**Instructions:**
(A) Copy the thread on Hadoop sequence files, everything from "I think it should" down to "has no index.", substituting "file readers" for "readers".
(B) Proceed with the thread on Hadoop sequence files, picking up right after its final sentence.

Doug Cutting wrote:
Johan Oskarsson wrote:
I'm considering using the sequence file output of hadoop jobs to
serve data from as it would mean I could skip the conversion from
sequence file -> other file format step.
To do this efficiently I would need the data to be in one file.
I think it should be more efficient to keep things in separate files.
If you use MapFileOutputFormat, there are methods to randomly access
entries from job output:
http://lucene.apache.org/hadoop/api/org/apache/hadoop/mapred/MapFileOutputFormat.html
SequenceFileOutputFormat will also let you open all readers, but
there's no random access, since a SequenceFile has no index.
http://lucene.apache.org/hadoop/api/org/apache/hadoop/mapred/SequenceFileOutputFormat.html
Will these suffice?
Doug
You're probably right that the best way would be to just leave the files
as is. I was mostly worried about reaching limits to the number of open
files,
but did a quick calculation now and I have over estimated how many files
we would have. I think we'd reach other problems before the open files
would become an issue.

Annotated coordinate records:
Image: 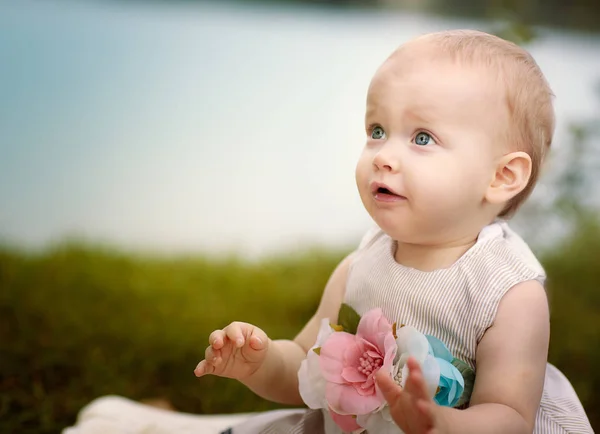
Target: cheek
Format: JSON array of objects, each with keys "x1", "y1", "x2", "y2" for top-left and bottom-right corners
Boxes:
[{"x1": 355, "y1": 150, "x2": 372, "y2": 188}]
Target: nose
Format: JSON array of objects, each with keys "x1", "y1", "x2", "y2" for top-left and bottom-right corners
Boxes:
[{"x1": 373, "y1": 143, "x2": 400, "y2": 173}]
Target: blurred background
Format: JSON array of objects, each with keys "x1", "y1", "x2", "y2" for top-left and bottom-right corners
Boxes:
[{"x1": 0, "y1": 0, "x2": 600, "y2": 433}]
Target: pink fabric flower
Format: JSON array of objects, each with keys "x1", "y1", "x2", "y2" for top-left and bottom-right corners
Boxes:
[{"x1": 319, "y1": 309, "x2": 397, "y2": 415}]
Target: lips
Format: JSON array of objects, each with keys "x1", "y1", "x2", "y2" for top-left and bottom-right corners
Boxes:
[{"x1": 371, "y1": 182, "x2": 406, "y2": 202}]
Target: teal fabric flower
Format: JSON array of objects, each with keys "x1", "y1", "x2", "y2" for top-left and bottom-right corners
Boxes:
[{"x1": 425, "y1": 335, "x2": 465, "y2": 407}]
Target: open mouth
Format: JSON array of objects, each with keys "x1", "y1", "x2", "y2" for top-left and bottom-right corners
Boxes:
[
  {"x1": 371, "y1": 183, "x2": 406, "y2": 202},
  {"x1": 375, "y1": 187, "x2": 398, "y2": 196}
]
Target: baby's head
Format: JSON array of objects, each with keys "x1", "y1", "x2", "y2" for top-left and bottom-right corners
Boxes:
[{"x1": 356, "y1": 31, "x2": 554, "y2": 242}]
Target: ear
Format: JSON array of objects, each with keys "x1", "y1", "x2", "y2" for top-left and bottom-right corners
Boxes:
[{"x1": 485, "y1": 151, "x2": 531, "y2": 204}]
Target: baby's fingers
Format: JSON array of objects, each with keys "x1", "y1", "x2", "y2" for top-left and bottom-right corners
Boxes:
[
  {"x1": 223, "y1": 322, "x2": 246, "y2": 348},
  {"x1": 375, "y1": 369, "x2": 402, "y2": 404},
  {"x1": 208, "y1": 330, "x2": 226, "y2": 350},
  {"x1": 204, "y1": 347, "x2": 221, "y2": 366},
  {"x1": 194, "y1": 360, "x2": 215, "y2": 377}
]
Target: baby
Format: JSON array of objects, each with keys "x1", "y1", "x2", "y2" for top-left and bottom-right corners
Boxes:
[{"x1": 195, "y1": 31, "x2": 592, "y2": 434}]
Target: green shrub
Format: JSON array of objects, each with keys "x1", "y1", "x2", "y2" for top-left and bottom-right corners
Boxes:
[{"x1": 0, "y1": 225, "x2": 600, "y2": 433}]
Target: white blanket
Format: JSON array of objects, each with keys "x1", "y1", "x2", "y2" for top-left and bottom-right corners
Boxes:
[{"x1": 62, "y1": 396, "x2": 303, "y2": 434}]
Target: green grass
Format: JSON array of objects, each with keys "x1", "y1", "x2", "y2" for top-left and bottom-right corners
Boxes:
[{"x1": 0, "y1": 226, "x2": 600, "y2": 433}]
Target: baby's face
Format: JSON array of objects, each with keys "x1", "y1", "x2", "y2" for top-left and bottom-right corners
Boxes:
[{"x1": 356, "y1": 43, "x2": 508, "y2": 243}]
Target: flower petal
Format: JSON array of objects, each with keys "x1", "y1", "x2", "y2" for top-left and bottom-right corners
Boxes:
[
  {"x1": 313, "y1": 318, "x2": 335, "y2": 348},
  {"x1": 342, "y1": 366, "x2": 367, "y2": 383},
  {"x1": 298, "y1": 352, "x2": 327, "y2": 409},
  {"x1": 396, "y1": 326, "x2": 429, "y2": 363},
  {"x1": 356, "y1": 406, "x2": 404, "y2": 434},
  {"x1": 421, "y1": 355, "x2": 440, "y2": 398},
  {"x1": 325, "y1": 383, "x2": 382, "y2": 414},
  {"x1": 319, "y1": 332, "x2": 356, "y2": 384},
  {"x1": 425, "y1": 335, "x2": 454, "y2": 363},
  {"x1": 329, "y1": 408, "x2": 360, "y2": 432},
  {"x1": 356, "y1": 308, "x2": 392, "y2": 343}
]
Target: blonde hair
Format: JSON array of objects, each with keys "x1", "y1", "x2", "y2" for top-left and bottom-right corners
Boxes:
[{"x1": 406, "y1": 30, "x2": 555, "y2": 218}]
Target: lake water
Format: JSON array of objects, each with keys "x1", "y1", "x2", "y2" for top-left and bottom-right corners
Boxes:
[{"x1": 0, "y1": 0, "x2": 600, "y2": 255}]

...

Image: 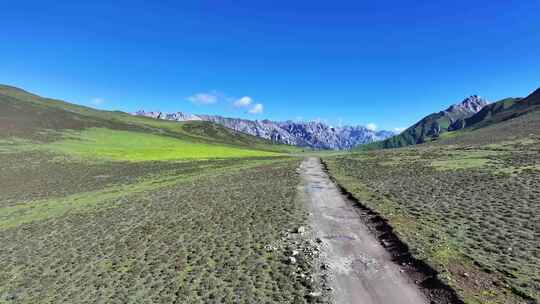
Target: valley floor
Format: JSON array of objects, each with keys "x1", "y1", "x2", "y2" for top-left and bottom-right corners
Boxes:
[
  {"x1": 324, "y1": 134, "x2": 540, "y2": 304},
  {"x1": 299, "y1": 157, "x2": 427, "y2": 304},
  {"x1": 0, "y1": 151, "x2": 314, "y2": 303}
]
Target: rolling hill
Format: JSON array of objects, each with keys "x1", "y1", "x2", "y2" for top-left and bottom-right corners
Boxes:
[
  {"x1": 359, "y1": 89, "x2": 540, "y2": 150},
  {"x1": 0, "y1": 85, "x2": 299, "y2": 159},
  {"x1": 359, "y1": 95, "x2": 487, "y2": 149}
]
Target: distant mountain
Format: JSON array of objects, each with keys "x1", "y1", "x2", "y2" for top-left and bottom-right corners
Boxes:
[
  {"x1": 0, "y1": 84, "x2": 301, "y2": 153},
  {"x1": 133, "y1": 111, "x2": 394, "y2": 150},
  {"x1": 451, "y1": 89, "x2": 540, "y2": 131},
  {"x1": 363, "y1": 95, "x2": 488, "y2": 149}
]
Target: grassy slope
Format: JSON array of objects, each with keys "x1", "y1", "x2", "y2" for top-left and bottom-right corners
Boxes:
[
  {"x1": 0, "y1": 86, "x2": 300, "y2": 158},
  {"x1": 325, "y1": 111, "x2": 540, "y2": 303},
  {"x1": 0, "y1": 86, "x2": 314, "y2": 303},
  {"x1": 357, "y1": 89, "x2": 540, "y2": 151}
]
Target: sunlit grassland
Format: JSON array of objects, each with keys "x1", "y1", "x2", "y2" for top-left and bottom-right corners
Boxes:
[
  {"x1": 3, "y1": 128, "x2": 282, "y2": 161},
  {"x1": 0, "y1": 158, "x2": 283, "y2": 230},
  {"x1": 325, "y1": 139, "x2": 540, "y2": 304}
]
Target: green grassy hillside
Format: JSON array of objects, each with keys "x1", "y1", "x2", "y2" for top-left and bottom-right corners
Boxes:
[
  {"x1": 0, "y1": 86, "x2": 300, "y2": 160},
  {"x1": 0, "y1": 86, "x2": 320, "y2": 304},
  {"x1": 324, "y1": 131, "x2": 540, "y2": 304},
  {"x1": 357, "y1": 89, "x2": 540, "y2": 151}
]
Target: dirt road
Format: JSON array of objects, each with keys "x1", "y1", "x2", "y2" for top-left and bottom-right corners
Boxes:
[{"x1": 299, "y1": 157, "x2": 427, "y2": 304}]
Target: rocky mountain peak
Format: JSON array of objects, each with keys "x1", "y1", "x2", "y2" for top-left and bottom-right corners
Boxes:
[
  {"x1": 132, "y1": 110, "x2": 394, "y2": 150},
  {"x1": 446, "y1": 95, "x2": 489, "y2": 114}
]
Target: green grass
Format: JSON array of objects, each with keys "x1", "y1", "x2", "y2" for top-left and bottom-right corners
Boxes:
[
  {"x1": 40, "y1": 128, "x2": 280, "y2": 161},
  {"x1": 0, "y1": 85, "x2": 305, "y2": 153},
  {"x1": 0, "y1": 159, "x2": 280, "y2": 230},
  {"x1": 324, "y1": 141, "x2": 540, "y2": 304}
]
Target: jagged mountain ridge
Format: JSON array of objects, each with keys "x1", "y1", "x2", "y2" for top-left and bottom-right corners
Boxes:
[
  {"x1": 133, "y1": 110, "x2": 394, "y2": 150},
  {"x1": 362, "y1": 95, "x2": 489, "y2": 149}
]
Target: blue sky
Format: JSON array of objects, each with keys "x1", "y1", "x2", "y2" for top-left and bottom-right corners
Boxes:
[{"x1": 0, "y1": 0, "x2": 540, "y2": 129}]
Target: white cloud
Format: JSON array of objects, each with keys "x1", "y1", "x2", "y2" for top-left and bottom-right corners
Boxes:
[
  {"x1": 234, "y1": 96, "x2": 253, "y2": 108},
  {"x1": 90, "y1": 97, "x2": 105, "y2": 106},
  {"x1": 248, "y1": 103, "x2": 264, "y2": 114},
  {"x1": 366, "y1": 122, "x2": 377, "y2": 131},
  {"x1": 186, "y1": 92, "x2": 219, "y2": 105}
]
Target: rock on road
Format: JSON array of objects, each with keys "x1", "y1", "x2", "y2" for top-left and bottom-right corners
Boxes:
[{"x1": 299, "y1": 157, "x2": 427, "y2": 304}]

---

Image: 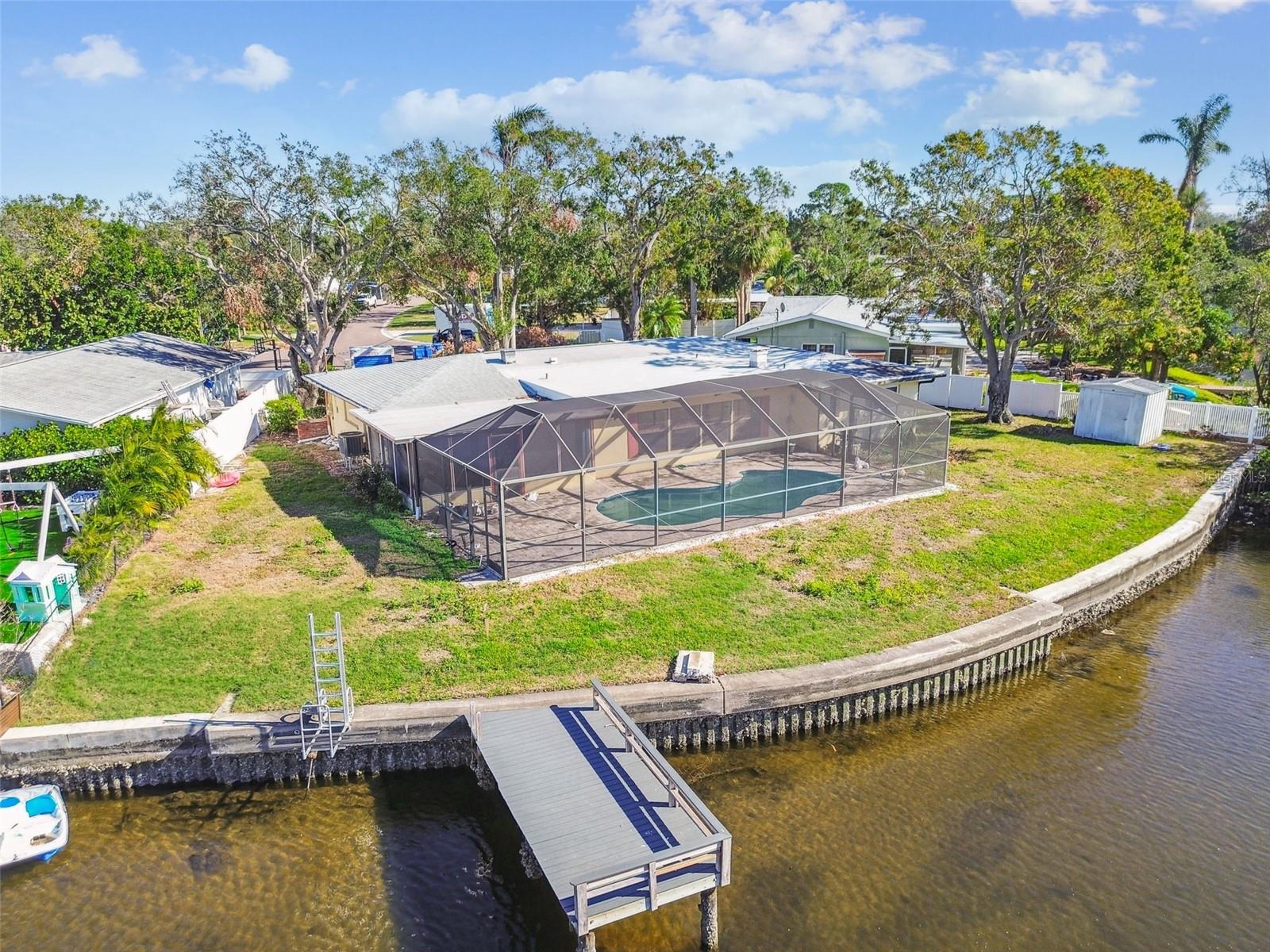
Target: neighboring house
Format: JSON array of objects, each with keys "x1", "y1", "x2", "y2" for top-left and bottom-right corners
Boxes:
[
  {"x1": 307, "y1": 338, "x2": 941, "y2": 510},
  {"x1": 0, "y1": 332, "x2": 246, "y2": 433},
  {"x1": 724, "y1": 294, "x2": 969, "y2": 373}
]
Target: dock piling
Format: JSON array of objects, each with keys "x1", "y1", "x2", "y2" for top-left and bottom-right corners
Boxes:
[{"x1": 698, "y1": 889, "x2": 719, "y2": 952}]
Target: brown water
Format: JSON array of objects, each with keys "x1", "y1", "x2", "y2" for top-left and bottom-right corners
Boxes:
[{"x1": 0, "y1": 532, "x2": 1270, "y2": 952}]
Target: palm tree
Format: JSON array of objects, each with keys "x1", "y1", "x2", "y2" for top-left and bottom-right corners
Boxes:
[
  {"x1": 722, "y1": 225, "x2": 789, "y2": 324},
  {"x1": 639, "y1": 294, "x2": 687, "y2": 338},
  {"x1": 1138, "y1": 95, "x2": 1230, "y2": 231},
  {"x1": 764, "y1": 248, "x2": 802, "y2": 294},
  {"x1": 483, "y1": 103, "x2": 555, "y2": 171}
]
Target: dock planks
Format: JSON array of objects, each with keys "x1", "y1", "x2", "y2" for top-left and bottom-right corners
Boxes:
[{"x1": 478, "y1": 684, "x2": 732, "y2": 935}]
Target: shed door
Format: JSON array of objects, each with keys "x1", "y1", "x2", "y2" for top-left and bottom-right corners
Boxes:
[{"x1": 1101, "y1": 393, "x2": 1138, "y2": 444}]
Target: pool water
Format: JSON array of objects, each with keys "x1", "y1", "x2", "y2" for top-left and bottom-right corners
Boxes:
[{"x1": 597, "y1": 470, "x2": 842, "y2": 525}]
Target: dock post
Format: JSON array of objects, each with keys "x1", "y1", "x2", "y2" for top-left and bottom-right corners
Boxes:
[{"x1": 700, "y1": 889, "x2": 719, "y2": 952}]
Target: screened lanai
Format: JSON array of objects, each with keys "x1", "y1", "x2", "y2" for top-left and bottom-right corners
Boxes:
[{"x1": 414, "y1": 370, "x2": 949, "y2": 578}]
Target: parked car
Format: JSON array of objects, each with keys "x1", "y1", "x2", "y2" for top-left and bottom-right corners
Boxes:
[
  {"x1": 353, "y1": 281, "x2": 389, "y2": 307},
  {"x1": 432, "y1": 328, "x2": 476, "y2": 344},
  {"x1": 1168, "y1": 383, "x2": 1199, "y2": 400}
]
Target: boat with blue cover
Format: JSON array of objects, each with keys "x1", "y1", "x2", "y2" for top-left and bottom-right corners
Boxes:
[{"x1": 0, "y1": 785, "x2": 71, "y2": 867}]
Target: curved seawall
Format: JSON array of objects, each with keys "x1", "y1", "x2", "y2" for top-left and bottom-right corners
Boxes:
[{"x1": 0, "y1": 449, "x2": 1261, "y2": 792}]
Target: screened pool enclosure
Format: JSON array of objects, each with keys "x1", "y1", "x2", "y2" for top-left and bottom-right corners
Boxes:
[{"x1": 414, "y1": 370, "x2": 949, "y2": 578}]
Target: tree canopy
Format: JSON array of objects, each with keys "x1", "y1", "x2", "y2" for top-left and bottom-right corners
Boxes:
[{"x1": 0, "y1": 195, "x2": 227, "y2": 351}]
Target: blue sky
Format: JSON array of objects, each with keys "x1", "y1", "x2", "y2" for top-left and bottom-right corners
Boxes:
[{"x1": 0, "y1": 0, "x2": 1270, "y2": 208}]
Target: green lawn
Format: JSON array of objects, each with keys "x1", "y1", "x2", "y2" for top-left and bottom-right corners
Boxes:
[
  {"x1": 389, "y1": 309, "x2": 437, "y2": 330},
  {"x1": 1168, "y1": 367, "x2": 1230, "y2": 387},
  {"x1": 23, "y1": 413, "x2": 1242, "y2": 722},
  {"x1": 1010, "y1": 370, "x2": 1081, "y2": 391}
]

**Results for the exercise:**
(A)
I think it should be more efficient to keep things in separate files.
If you use MapFileOutputFormat, there are methods to randomly access
entries from job output:
http://lucene.apache.org/hadoop/api/org/apache/hadoop/mapred/MapFileOutputFormat.html
SequenceFileOutputFormat will also let you open all file readers, but
there's no random access, since a SequenceFile has no index.

(B)
I have considered using MapFiles, however the key to do lookups on would
often be different from the key needed when calculating the data and
when using it as input
in other hadoop programs. For example if the key writable is called
UserResource I might have to do lookups when serving on just the user id.
I was planning on doing something similar to a MapFile but with the
addition that I can specify what parts of the key to index on. And just
as MapFiles
it would be read as a SequenceFile when using it as input in other
hadoop programs.
Currently we just output everything as text in one big file and index
that for serving.
It's a simple fixed width index that we use to lookup the start position
for the data for a user id.
This is of course a big waste of disk space and bandwidth/time.
Thanks for taking the time to answer my questions.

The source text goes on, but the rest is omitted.